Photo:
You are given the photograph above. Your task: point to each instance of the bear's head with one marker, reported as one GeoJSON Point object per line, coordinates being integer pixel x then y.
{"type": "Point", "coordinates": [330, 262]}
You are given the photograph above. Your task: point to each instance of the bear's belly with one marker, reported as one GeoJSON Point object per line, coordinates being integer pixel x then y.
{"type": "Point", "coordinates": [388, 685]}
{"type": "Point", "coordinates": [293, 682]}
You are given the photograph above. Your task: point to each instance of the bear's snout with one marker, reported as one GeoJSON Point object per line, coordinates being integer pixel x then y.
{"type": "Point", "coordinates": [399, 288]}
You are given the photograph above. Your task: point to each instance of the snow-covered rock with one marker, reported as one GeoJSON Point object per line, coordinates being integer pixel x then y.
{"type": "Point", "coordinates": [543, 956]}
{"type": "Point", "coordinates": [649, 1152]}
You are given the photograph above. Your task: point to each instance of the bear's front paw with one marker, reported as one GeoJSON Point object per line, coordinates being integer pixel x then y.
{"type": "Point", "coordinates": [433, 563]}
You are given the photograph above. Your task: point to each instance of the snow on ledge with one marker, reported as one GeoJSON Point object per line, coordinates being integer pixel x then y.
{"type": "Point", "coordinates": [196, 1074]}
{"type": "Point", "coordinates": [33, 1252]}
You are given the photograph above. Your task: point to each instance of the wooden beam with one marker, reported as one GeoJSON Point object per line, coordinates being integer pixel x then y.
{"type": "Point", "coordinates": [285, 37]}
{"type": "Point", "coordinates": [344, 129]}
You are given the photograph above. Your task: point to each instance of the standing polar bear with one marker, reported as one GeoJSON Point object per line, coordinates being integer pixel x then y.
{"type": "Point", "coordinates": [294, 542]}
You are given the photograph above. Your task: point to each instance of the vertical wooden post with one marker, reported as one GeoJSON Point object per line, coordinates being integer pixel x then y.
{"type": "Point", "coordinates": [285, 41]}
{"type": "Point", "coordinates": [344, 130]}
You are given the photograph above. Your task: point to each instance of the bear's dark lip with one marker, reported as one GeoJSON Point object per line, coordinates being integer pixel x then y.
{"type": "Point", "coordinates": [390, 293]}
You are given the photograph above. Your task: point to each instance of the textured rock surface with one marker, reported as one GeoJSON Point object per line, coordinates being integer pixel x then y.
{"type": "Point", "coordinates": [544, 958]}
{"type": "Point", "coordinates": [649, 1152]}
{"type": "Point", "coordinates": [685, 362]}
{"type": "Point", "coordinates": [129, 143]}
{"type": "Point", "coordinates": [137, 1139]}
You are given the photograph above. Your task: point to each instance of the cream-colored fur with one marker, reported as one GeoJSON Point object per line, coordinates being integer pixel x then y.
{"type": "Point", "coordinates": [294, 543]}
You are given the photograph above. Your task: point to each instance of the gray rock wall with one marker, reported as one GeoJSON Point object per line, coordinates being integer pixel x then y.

++++++++++

■ **Exercise details**:
Set out every line above as a Markdown table with two columns, Row and Line. Give each line a row number and leave out any blank lines.

■ **Exercise solution**:
| Row | Line |
|---|---|
| 1 | Photo: |
| 2 | You are given the photograph above. Your task: point to each instance of the bear's head with one marker, reported as one GeoJSON Point object per line, coordinates being integer pixel x then y. |
| 3 | {"type": "Point", "coordinates": [330, 262]} |
| 4 | You are given the photograph above. Your task: point to each instance of the bear's belly with one marker, reported as one GeoJSON Point object per line, coordinates being integer pixel x then y. |
| 5 | {"type": "Point", "coordinates": [388, 685]} |
| 6 | {"type": "Point", "coordinates": [293, 682]} |
| 7 | You are given the photograph above. Your task: point to each instance of the bear's snout with one marker, reported as one GeoJSON Point object per line, coordinates being integer pixel x then y. |
| 8 | {"type": "Point", "coordinates": [399, 288]} |
| 9 | You are given the photograph above. Your task: point to each instance of the snow-covered rock with one marker, reported as one GeoJSON Point object per line, coordinates being integer pixel x then y. |
| 10 | {"type": "Point", "coordinates": [543, 956]} |
| 11 | {"type": "Point", "coordinates": [649, 1152]} |
| 12 | You are given the photograph above. Your task: point to each instance of the bear's front paw with one marker, reported as one GeoJSON Point object per line, coordinates being integer pixel x then y. |
| 13 | {"type": "Point", "coordinates": [433, 563]} |
| 14 | You are given the photograph above. Your task: point to each instance of the snow on ledge with one marker, reported as one GeoJSON Point object per line, coordinates being integer pixel x then y. |
| 15 | {"type": "Point", "coordinates": [196, 1074]} |
| 16 | {"type": "Point", "coordinates": [33, 1252]} |
| 17 | You are given the photograph above. Your task: point to each instance of the wooden beam with one marker, reported as one GeoJSON Point object per line, coordinates being integer pixel x then y. |
| 18 | {"type": "Point", "coordinates": [285, 37]} |
| 19 | {"type": "Point", "coordinates": [344, 129]} |
| 20 | You are given the photograph above. Your task: point to each instance of the standing polar bear with one marker, reported as one GeoJSON Point object per line, coordinates being integer pixel x then y. |
| 21 | {"type": "Point", "coordinates": [294, 542]} |
| 22 | You are given the photograph above. Your task: point to each instance of the vertical wooden post with one marker, reported as one GeoJSON Point object per line, coordinates being integer pixel x then y. |
| 23 | {"type": "Point", "coordinates": [285, 41]} |
| 24 | {"type": "Point", "coordinates": [344, 130]} |
| 25 | You are given the photograph above. Your task: point to each instance of the bear's dark lip with one marker, reported as one GeoJSON Point object per line, coordinates being integer pixel x then y. |
| 26 | {"type": "Point", "coordinates": [390, 293]} |
| 27 | You are given the photograph above. Your task: point to each instance of the textured rock surface with one marker, reported as one GeoJSON Point object per line, coordinates being integer pixel x then y. |
| 28 | {"type": "Point", "coordinates": [544, 958]} |
| 29 | {"type": "Point", "coordinates": [649, 1152]} |
| 30 | {"type": "Point", "coordinates": [685, 362]} |
| 31 | {"type": "Point", "coordinates": [129, 143]} |
| 32 | {"type": "Point", "coordinates": [137, 1139]} |
| 33 | You are given the photograph above. Your task: point to each instance of the cream-colored fur with one marker, reported as one GeoJSON Point object per line, coordinates being integer pixel x then y. |
| 34 | {"type": "Point", "coordinates": [294, 543]} |
| 35 | You are given the photograph above. Your task: point to each instance of the gray rock wall with one marker, reported as one GeoJSON Point object per line, coordinates being integer pixel x then y. |